## Supplied data
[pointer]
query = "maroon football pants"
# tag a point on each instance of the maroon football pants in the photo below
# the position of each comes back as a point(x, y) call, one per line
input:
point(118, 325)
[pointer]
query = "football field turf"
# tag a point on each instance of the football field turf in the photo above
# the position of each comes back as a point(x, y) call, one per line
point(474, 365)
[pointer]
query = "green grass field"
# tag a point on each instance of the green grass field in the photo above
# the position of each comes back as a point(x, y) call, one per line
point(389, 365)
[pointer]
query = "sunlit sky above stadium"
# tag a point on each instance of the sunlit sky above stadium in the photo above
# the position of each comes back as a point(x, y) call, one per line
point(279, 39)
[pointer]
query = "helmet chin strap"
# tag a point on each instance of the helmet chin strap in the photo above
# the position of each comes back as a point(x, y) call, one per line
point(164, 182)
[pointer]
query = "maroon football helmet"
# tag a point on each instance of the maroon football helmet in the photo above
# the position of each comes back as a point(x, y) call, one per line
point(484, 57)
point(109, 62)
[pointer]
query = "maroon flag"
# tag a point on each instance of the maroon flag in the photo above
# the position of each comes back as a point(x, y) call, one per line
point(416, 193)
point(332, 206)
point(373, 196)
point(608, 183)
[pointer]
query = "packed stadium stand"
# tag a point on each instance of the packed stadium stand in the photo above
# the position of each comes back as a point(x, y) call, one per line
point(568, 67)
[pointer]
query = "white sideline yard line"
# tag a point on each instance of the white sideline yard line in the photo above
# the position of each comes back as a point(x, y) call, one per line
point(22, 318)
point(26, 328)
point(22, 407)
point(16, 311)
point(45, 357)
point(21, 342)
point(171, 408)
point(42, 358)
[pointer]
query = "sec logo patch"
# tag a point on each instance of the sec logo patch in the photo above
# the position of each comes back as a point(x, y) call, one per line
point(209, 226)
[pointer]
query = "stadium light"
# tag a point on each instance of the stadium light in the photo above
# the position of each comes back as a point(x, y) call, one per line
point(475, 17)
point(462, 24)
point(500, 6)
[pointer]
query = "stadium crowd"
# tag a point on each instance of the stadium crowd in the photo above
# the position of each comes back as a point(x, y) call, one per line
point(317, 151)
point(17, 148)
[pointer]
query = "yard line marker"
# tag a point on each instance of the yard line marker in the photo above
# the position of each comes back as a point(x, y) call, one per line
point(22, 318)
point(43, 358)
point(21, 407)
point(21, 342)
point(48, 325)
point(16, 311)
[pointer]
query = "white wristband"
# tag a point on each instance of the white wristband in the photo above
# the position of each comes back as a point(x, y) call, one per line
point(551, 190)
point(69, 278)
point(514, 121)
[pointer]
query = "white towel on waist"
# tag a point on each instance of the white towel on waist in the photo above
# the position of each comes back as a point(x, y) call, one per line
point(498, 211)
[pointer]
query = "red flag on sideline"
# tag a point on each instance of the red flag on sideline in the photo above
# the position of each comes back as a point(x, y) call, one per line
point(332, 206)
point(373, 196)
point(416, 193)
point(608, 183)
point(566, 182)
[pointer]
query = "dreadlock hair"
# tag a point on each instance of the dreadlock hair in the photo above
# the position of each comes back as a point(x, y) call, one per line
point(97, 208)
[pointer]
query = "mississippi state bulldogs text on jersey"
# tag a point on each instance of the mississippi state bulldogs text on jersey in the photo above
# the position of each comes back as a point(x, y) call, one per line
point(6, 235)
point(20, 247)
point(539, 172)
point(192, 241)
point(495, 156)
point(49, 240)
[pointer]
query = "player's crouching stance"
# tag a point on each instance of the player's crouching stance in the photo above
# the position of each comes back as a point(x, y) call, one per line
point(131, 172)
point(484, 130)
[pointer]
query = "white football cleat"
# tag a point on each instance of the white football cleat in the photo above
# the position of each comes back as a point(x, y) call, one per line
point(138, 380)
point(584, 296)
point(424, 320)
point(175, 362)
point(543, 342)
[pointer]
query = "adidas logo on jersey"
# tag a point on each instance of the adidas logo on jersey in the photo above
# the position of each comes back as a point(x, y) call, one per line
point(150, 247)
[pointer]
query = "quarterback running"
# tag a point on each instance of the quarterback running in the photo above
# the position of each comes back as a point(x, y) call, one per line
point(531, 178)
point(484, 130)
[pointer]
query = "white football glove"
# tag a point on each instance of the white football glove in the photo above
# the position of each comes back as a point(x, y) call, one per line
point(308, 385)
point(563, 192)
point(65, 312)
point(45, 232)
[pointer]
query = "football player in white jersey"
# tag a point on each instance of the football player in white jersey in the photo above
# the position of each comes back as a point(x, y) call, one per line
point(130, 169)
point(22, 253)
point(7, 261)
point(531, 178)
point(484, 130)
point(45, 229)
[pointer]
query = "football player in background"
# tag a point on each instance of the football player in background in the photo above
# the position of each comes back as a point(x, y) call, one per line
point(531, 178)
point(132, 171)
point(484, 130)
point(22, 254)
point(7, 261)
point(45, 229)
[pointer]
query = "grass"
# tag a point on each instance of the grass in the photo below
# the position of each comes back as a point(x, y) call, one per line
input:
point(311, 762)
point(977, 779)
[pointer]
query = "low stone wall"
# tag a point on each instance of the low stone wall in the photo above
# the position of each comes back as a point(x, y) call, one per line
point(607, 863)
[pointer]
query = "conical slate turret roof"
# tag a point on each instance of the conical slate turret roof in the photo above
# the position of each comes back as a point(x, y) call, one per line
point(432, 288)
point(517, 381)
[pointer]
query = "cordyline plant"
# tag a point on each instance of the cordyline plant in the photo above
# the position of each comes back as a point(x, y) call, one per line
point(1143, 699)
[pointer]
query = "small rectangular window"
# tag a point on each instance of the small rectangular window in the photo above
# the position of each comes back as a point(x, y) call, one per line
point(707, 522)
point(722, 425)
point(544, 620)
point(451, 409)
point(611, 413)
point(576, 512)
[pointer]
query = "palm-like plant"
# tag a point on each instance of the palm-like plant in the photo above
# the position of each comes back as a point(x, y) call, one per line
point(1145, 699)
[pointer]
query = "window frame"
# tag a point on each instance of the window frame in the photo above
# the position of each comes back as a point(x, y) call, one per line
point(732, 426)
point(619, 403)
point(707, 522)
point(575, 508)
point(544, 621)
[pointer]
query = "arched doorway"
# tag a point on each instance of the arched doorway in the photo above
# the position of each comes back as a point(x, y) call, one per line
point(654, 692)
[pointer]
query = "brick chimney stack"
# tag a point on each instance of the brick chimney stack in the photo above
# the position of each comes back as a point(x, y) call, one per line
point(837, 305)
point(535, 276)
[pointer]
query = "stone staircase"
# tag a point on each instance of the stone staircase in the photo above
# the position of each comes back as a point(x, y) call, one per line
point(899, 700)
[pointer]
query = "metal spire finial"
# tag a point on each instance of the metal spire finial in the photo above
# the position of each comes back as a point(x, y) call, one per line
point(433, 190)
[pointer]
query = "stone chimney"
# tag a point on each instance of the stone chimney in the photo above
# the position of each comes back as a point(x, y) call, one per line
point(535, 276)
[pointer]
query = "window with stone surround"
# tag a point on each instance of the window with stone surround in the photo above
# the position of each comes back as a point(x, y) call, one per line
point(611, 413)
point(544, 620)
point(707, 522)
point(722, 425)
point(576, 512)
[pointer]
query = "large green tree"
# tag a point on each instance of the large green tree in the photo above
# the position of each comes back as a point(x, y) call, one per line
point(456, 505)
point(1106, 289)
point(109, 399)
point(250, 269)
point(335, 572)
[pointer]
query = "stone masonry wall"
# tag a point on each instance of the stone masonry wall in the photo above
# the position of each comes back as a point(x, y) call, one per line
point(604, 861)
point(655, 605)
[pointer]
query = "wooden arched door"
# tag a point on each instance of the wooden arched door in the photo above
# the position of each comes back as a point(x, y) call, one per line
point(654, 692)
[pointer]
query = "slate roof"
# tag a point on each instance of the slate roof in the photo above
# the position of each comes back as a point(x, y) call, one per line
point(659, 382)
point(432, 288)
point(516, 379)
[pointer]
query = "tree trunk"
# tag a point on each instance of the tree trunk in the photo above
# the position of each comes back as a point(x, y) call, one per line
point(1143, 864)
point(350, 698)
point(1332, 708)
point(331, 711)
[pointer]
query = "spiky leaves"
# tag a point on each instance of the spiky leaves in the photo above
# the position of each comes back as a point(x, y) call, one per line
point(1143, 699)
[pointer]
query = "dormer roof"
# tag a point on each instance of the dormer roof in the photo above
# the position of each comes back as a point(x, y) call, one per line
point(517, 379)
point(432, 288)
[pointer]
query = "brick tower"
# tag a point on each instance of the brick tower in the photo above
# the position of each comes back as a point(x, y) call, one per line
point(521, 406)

## Activity
Select and copy each line from the data that includes the word "state".

## Answer
query = "mississippi state bulldogs text on jersey"
# tag a point on each instance of the mississippi state bulldogs text on jersey in the photo above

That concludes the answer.